▸ TO DO:
Write out the full listing exactly as given, minus the images.

▸ ENTRIES SUPPLIED:
·····
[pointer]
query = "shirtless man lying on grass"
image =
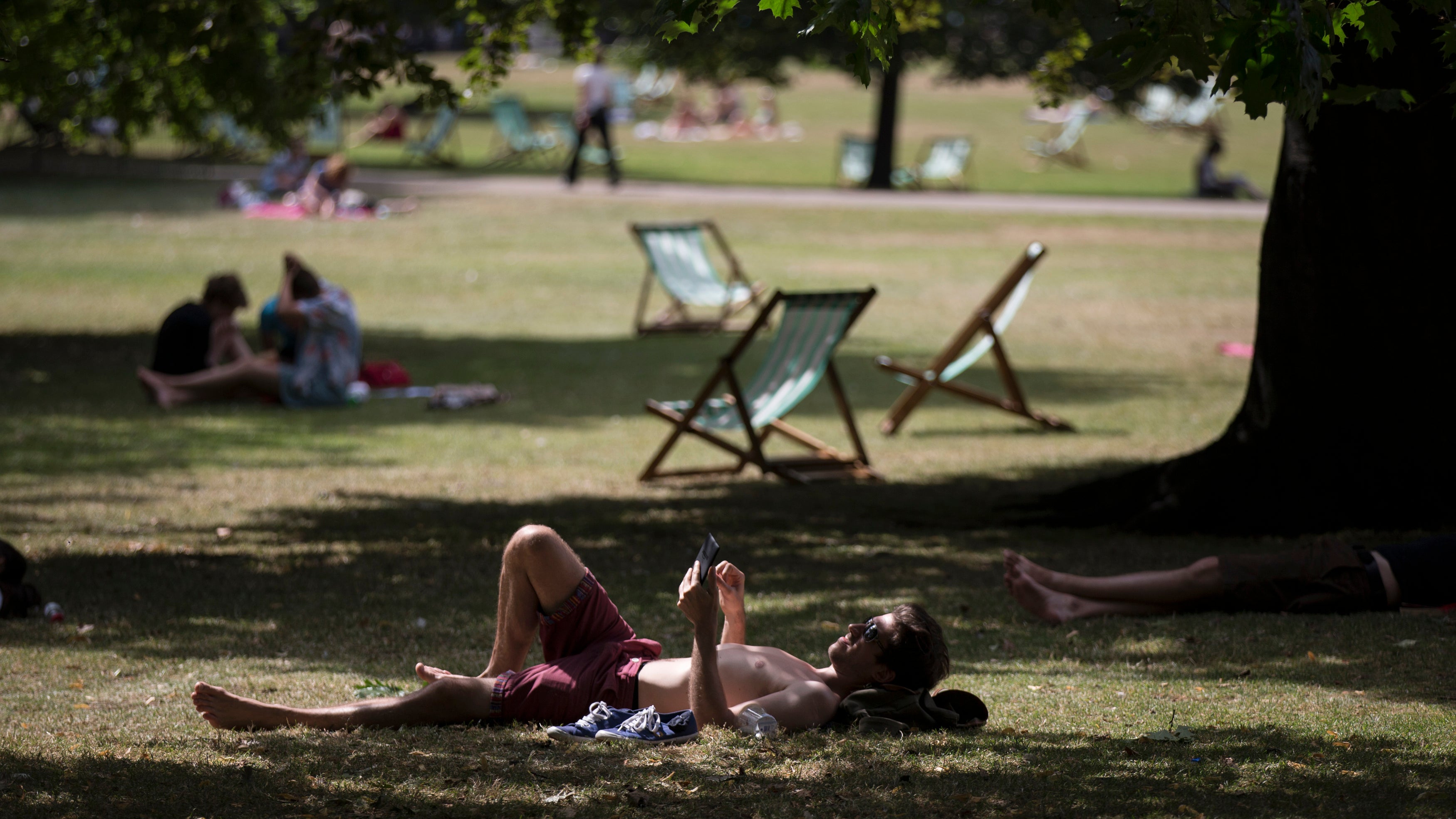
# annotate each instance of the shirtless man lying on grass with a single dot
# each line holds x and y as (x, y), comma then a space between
(593, 655)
·····
▸ WORKED SOLUTION:
[pointer]
query = "shirtless man lying on grass"
image =
# annotate each instance of the shirtless man lying on grass with a single dot
# each line holds x and y as (x, y), comma then a space between
(593, 655)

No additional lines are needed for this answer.